- _TEXT TO READ_
begin
Thursday, 1 June 2017: 10:20
Grand Salon C - Section 15 (Hilton New Orleans Riverside)
X. Qin and M. Shao (The Hong Kong University of Science and Technology)
Lithium ion batteries (LIBs) have been widely used in electric vehicles. At the same time, high capacities of batteries are required desperately, which could be realized by increasing the operational voltage of LIBs. However, side reactions occur under these high voltages at the cathode-electrolyte interface because of the instability of electrolyte components1-3, leading to electrode degradation, capacity fade and poor cycling stability of batteries and also some safety issues. Therefore, it is meaningful to understand the decomposition mechanism of organic solvents in LIBs, which could pave the way for electrode material design and battery design.

In this study, first-principles calculations were performed to investigate the initial stage of ethylene carbonate (EC) decomposition on the stable (110)4 surface of LixCoO2 (LCO, x=0.67, 1). For the possible initial decomposition reactions of EC on cathode surfaces, H-abstraction reaction and ring opening reaction have been proposed5, 6 and investigated on LixMnO2 surfaces7, 8. For the adsorption models of EC on LCO (110) slab, parallel (Fig. 1a) and Oc-upward (Fig. 1b) configurations were adopted, and the corresponding reaction barriers of possible reactions in two configurations were calculated by density functional theory (DFT) calculations. Climbing image nudged elastic band (CINEB) method was used to search the transition state (TS) and minimum energy path (MEP) of certain reactions.
end
- _INSTRUCTIONS_
• 1. List every abbreviation that the battery abstract spells out, with what each one stands for.
• 2. Copy the battery abstract word for word, everything from "Thursday, 1 June" down to "and battery design.".

- _DATA LINES_
begin
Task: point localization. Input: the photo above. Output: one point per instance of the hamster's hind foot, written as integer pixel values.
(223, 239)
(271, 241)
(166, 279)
end
- _ANSWERS IN ORDER_
• 1.
LIBs: lithium ion batteries
EC: ethylene carbonate
LCO: LixCoO2
DFT: density functional theory
CINEB: climbing image nudged elastic band
TS: transition state
MEP: minimum energy path

• 2.
Thursday, 1 June 2017: 10:20
Grand Salon C - Section 15 (Hilton New Orleans Riverside)
X. Qin and M. Shao (The Hong Kong University of Science and Technology)
Lithium ion batteries (LIBs) have been widely used in electric vehicles. At the same time, high capacities of batteries are required desperately, which could be realized by increasing the operational voltage of LIBs. However, side reactions occur under these high voltages at the cathode-electrolyte interface because of the instability of electrolyte components1-3, leading to electrode degradation, capacity fade and poor cycling stability of batteries and also some safety issues. Therefore, it is meaningful to understand the decomposition mechanism of organic solvents in LIBs, which could pave the way for electrode material design and battery design.